- **Your goal**: Which lines of the entries below contain the string "grain"? Copy each one.

- **Listed records**:
== Segment start ==
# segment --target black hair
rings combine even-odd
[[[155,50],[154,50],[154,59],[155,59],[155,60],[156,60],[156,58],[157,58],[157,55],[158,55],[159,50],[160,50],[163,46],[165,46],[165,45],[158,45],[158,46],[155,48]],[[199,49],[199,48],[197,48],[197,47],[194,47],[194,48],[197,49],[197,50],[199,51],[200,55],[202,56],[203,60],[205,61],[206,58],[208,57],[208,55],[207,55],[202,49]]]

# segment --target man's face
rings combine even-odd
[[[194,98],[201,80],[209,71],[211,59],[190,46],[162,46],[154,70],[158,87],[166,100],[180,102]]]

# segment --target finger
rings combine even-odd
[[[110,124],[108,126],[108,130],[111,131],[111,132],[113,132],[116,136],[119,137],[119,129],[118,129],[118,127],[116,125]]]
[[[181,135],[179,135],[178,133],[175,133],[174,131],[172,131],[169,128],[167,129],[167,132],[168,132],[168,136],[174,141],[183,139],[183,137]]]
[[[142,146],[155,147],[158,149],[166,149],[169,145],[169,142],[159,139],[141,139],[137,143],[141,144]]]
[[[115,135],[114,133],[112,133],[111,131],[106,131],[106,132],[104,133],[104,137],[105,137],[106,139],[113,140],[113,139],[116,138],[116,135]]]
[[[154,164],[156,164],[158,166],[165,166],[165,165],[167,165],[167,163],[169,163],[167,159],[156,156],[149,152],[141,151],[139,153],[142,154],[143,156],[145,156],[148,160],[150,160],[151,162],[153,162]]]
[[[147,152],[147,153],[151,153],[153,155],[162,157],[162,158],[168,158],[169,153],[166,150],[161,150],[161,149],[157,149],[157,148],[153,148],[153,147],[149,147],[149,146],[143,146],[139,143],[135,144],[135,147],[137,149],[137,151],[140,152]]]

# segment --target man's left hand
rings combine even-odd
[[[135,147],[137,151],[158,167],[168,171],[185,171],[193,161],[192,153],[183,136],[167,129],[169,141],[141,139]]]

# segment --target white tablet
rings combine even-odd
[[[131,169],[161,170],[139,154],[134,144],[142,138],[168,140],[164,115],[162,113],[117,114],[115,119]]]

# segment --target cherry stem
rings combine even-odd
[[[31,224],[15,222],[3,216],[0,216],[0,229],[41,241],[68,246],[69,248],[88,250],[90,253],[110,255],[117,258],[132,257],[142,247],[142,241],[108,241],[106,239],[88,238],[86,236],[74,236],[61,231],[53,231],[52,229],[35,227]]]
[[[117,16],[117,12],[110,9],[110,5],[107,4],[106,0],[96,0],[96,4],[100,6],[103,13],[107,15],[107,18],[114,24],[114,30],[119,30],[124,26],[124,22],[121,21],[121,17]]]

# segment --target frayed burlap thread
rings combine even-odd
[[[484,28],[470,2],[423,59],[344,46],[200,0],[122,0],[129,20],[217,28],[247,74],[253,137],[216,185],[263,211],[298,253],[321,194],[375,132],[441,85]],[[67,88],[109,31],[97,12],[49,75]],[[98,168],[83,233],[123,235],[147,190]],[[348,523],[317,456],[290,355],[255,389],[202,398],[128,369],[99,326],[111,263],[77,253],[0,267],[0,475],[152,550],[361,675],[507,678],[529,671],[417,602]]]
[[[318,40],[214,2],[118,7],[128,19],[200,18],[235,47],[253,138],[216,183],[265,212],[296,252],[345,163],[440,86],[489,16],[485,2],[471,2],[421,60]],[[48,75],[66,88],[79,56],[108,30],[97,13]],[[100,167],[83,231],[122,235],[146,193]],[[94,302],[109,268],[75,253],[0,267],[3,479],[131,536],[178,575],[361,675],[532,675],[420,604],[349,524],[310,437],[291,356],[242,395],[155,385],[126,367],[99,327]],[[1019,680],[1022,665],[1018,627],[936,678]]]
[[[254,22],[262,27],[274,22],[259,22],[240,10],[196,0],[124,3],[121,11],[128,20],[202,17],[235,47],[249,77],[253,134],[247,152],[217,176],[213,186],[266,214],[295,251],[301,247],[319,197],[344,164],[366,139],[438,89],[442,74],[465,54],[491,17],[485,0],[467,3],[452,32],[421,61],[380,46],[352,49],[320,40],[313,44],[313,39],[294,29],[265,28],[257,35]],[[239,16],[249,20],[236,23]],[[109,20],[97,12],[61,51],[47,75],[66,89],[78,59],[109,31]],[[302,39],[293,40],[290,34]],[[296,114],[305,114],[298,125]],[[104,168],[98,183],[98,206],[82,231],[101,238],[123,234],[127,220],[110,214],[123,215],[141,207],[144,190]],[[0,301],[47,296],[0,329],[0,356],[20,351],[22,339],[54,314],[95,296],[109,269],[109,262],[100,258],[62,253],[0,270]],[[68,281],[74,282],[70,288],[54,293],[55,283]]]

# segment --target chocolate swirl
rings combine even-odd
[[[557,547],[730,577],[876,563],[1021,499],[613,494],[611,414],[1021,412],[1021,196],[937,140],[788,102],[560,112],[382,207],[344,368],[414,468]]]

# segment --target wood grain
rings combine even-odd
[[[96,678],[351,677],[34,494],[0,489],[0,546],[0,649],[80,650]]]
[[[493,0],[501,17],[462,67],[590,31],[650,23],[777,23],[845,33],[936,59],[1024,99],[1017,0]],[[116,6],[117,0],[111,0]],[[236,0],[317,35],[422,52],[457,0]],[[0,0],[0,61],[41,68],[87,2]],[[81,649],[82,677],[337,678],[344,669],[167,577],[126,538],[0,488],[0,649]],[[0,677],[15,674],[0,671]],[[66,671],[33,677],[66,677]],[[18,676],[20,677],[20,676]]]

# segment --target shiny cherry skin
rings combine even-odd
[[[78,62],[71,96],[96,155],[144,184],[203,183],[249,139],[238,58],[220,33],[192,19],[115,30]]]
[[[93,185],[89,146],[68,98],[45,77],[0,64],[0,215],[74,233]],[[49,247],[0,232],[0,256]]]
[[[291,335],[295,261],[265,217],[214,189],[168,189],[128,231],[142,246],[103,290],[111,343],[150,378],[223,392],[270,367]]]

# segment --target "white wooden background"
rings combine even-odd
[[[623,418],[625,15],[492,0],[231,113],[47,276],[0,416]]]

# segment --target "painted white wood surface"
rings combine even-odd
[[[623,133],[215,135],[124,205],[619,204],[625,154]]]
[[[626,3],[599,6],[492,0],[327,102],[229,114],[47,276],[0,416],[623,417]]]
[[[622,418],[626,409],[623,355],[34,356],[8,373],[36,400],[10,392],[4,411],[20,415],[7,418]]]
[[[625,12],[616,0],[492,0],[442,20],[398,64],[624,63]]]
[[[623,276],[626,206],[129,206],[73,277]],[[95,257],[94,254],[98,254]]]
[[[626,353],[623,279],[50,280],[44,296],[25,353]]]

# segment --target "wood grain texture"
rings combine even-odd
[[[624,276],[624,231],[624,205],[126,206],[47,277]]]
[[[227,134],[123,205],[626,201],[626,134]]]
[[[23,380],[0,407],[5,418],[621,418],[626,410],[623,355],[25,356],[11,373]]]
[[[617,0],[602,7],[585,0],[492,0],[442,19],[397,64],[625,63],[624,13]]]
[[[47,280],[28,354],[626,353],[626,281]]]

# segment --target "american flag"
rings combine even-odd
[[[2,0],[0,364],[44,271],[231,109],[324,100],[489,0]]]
== Segment end ==
- **Answer to the problem**:
# segment --target wood grain
# segment --target "wood grain texture"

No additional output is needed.